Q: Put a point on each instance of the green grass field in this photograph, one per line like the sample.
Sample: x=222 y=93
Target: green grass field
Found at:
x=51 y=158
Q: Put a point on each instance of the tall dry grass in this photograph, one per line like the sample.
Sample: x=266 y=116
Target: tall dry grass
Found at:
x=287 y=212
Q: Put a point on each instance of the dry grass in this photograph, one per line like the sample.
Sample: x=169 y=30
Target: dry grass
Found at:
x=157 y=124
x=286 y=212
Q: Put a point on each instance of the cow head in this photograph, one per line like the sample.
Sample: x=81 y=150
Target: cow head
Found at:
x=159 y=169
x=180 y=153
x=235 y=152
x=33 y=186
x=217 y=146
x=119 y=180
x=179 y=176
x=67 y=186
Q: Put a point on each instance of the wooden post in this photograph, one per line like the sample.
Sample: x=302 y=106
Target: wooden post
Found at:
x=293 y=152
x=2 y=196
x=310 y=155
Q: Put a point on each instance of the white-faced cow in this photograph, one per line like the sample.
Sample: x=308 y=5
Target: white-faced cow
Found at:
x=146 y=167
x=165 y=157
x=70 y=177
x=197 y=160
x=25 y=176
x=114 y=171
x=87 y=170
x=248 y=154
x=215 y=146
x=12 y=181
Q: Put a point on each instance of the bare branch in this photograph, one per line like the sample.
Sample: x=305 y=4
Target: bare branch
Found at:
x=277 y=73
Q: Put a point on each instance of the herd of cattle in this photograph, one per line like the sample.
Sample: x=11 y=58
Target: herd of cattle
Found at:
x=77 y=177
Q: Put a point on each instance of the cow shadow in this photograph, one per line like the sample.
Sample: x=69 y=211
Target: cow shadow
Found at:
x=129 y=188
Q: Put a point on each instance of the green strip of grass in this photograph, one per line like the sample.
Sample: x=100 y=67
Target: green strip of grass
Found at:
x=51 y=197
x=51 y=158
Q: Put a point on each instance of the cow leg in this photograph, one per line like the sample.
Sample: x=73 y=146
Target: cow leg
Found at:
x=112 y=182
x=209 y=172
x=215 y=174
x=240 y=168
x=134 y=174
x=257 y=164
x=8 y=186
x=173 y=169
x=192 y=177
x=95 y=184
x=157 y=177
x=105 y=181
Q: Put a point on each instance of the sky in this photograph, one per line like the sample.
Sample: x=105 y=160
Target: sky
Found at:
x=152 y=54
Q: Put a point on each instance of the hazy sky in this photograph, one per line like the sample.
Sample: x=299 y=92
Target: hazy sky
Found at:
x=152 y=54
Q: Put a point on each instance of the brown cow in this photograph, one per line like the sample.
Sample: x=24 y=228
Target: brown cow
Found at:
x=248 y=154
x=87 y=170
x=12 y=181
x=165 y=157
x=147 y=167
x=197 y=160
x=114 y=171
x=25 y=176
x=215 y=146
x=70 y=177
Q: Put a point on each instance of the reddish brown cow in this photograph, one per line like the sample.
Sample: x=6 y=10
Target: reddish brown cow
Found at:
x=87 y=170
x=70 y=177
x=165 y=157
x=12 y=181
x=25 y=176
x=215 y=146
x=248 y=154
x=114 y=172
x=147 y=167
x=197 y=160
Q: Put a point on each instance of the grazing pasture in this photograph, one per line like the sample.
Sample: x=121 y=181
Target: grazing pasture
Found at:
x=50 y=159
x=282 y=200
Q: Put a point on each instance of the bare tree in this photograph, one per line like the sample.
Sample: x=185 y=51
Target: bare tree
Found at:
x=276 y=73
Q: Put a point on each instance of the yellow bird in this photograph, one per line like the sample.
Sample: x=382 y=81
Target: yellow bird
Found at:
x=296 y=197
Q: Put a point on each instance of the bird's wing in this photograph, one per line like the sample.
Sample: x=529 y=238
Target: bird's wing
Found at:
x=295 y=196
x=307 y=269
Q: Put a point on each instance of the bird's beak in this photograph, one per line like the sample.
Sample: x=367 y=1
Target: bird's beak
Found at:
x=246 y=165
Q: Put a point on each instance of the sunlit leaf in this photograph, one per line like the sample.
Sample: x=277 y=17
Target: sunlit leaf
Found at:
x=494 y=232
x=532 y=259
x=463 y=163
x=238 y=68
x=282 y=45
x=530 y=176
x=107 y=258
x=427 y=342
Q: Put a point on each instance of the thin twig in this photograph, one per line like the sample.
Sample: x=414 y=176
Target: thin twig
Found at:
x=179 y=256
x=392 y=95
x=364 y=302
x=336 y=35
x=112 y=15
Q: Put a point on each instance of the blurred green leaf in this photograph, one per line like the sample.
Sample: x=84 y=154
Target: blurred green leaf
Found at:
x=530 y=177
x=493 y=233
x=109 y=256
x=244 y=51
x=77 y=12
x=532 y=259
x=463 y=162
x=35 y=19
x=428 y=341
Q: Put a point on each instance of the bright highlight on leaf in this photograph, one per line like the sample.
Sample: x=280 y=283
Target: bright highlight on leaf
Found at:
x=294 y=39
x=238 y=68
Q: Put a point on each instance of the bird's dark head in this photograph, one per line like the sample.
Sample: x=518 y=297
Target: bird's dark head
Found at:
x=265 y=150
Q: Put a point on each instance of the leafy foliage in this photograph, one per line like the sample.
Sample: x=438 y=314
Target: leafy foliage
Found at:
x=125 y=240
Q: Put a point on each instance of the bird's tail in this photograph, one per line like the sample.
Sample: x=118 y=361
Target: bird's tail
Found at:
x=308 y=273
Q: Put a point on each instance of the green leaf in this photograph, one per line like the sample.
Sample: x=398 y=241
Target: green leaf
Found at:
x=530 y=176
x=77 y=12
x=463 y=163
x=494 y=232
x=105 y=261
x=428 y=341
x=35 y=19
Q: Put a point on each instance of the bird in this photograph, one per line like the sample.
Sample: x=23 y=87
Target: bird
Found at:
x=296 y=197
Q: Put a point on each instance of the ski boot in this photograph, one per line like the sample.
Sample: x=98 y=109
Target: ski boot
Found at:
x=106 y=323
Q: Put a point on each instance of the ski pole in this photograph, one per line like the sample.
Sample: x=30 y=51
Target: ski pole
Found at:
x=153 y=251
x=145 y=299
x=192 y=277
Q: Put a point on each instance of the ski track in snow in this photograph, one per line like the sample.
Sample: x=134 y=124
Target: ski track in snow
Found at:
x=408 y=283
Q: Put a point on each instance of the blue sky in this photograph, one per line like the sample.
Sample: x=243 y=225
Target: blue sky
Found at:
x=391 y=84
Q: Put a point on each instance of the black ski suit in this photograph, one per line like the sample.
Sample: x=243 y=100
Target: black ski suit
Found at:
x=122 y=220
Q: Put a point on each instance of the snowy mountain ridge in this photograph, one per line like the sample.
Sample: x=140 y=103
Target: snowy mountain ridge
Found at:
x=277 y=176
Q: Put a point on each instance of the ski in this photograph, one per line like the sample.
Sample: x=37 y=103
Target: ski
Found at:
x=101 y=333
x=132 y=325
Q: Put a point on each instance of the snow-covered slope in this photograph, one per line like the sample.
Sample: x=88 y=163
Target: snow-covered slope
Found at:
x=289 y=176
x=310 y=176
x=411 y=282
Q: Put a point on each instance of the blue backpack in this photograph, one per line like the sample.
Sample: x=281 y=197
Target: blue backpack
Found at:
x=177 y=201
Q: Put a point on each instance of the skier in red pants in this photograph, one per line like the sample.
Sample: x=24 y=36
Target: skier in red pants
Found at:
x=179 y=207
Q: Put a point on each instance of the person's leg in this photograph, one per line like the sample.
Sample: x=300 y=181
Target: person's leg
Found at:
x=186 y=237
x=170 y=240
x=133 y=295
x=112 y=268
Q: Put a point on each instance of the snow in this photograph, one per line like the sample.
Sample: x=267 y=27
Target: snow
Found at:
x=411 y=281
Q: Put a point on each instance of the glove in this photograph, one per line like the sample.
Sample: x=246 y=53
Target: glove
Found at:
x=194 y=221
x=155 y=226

* * *

◆ Directions for this task
Please print the lines from the start of the records up to and including the line with "Target: tall dry grass", copying each one exactly and leaving out the rest.

◆ Result of this exercise
Q: Put a point on each instance of the green grass field in this photograph, one per line like the sample.
Sample: x=222 y=93
Target: green grass field
Found at:
x=51 y=158
Q: Put a point on each instance of the tall dry grass in this photograph, one per line like the sample.
Sample: x=266 y=116
Target: tall dry grass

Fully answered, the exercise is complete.